New coronavirus cases in the U.S. fell to their lowest level since June 22 as the Labor Day holiday weekend began to wind down, while governors in some states continued to urge people to remain vigilant to avoid the jumps in transmission that have followed some previous holidays.
California Gov. Gavin Newsom said on Twitter Sunday that the state’s hospitalization rates are down, but warned one weekend could change that. “Seriously—don’t go to a big party. Wear a mask. BE SMART. I know we’re tired of #COVID19 but literal lives are at stake,” he wrote.
Georgia Gov. Brian Kemp on Twitter urged Georgians to wear a mask, practice social distancing and wash their hands. Earlier, Mr. Kemp had warned about the consequences of social gatherings during past long weekends. “When you look at the charts, it’s abundantly clear that cases have spiked and hospitalizations have risen and deaths have increased after our holiday weekends,” he said Friday.
Many holiday weekend events, including Labor Day parades across the country, have been scrapped due to the pandemic and concerns about crowding.
Septemberfest, a Labor Day weekend celebration in Omaha, Neb., which culminates with a Monday parade typically attended by 35,000, was canceled for the first time in its 43-year history, said event founder and chairman Terry Moore.
Picture-perfect weather aided the wind-down to the summer season in New England, where Rhode Island Gov. Gina Raimondo urged residents on Monday to stay in small groups and celebrate outdoors.
The return to campuses in the college-filled Northeast raised some infection risks in a region that has improved significantly since outbreaks in the spring. A late August University of New Hampshire fraternity party attended by more than 100 people has been connected to at least 11 Covid-19 cases, school President James W. Dean Jr. said in a weekend letter to the college community. He called the party reprehensible.

————

Reproduce the full article on U.S. coronavirus cases over the Labor Day weekend word for word.

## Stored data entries
————

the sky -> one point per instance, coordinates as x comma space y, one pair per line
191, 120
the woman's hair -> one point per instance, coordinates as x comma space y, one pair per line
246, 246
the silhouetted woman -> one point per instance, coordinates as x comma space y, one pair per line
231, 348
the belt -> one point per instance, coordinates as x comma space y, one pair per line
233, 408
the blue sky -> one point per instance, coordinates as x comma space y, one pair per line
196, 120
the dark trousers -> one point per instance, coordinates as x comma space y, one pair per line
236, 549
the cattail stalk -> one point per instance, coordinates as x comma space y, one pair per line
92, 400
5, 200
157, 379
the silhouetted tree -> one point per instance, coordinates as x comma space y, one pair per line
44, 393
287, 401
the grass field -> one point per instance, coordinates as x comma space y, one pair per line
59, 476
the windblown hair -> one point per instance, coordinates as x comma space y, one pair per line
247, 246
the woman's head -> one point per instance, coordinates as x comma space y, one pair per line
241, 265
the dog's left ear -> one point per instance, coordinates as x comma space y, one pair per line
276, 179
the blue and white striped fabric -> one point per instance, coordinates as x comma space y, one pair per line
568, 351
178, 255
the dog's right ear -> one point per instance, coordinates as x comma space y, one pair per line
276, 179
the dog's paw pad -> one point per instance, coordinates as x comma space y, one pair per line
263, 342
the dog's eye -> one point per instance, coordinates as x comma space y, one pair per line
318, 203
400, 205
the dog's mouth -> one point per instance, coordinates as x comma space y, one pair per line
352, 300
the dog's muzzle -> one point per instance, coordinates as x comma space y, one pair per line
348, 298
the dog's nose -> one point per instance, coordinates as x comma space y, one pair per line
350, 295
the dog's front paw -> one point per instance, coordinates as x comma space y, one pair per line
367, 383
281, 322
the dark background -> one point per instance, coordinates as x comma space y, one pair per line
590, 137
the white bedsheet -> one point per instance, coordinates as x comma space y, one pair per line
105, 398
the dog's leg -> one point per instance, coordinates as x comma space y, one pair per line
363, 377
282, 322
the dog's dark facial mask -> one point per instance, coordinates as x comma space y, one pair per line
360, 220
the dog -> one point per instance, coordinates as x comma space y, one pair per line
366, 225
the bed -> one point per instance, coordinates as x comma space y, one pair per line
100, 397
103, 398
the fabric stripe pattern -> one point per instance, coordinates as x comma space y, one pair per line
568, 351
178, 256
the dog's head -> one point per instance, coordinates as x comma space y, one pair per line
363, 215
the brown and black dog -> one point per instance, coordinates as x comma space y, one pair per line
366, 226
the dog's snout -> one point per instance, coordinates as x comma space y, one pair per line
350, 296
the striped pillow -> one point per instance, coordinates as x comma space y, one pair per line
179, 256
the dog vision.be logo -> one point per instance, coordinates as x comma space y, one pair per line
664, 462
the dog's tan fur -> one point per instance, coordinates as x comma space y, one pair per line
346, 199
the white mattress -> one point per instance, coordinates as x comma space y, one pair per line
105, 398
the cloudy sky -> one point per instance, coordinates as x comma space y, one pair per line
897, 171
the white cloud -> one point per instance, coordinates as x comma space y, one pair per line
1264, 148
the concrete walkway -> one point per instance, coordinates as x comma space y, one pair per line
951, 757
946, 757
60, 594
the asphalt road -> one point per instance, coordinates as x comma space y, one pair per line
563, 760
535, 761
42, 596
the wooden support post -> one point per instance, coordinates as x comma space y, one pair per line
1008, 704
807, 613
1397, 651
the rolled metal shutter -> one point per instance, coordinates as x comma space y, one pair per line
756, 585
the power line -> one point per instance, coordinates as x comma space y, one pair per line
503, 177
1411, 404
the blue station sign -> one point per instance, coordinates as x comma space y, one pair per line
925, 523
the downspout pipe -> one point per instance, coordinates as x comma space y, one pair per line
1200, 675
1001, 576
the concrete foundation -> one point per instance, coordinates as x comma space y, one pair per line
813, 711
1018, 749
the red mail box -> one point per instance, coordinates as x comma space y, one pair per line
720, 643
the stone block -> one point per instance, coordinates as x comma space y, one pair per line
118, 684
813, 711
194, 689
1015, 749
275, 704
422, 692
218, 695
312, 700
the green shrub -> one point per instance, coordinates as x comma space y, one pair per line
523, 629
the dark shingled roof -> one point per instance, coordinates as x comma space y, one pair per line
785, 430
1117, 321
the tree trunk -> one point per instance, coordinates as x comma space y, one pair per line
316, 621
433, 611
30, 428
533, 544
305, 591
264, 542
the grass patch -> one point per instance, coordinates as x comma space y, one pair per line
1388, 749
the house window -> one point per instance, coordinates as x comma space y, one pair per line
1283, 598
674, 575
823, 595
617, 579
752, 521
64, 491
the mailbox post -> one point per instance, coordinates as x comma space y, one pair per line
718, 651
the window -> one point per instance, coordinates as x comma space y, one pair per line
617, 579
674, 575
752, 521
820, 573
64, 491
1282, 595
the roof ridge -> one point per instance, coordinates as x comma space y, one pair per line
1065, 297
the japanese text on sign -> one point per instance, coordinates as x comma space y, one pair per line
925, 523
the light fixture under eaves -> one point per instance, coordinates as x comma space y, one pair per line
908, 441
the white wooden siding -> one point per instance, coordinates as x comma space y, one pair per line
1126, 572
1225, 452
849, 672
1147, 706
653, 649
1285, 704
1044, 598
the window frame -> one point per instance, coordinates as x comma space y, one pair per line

————

## WRITTEN RESPONSE
New coronavirus cases in the U.S. fell to their lowest level since June 22 as the Labor Day holiday weekend began to wind down, while governors in some states continued to urge people to remain vigilant to avoid the jumps in transmission that have followed some previous holidays.
California Gov. Gavin Newsom said on Twitter Sunday that the state’s hospitalization rates are down, but warned one weekend could change that. “Seriously—don’t go to a big party. Wear a mask. BE SMART. I know we’re tired of #COVID19 but literal lives are at stake,” he wrote.
Georgia Gov. Brian Kemp on Twitter urged Georgians to wear a mask, practice social distancing and wash their hands. Earlier, Mr. Kemp had warned about the consequences of social gatherings during past long weekends. “When you look at the charts, it’s abundantly clear that cases have spiked and hospitalizations have risen and deaths have increased after our holiday weekends,” he said Friday.
Many holiday weekend events, including Labor Day parades across the country, have been scrapped due to the pandemic and concerns about crowding.
Septemberfest, a Labor Day weekend celebration in Omaha, Neb., which culminates with a Monday parade typically attended by 35,000, was canceled for the first time in its 43-year history, said event founder and chairman Terry Moore.
Picture-perfect weather aided the wind-down to the summer season in New England, where Rhode Island Gov. Gina Raimondo urged residents on Monday to stay in small groups and celebrate outdoors.
The return to campuses in the college-filled Northeast raised some infection risks in a region that has improved significantly since outbreaks in the spring. A late August University of New Hampshire fraternity party attended by more than 100 people has been connected to at least 11 Covid-19 cases, school President James W. Dean Jr. said in a weekend letter to the college community. He called the party reprehensible.